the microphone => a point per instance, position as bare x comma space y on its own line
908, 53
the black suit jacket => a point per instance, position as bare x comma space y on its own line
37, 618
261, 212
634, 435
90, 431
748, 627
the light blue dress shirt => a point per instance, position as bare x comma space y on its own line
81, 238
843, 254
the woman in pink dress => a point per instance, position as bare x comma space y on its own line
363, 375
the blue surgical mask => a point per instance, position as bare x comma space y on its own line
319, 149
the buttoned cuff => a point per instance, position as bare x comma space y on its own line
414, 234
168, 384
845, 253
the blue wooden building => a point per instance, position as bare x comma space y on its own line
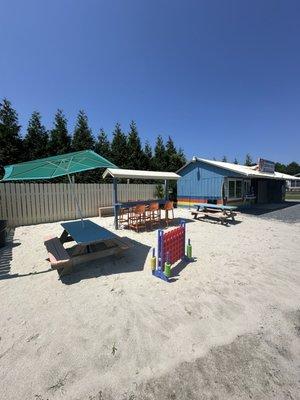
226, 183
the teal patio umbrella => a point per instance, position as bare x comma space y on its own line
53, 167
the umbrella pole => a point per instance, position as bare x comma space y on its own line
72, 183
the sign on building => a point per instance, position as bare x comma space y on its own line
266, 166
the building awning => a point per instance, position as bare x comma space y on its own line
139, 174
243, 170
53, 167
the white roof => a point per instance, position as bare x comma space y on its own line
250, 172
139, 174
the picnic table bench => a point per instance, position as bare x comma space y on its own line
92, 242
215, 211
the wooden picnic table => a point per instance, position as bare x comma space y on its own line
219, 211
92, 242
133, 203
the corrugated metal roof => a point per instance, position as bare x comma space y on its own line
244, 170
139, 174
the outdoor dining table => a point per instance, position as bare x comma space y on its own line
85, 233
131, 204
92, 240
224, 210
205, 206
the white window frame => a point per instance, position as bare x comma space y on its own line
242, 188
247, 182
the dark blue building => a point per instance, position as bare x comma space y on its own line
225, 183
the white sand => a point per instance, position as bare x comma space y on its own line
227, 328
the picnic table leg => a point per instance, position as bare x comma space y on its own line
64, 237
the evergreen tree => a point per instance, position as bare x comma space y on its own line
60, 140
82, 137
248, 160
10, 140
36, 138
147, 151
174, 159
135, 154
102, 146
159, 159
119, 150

- - -

Output exactly the lines above, from the one holding "the white roof" through the end of the data, including the first and last.

the white roof => a point per instance, position as bare x comma space y on its own line
250, 172
139, 174
the picnic table bench => a point per instance, position as bare x comma space y on its own line
92, 242
215, 211
the wooden picnic table => a point per instance, position as bare x comma space y on its own line
219, 211
92, 242
133, 203
the corrugated metal roof => a point per instance, position as bare x comma space y on its own line
244, 170
139, 174
the outdoor dining table => a point per instance, position as bare x comma space y on its own line
85, 233
131, 204
92, 240
224, 210
205, 206
the white window frame => a point per instance, position as bare x comma space y on its own line
242, 188
247, 182
the dark blue building => a point per instance, position as bare x comma space y on its own line
225, 183
the white sand => a point per instance, position as bare x comma space y on its own line
227, 328
the picnic table leg => a point per instance, position as bare x comma space y on its own line
64, 237
the evergreen tree => a point per instance, position as bare x comma space y on its own line
60, 140
82, 137
248, 160
10, 140
36, 138
147, 151
174, 159
135, 154
102, 146
159, 159
119, 150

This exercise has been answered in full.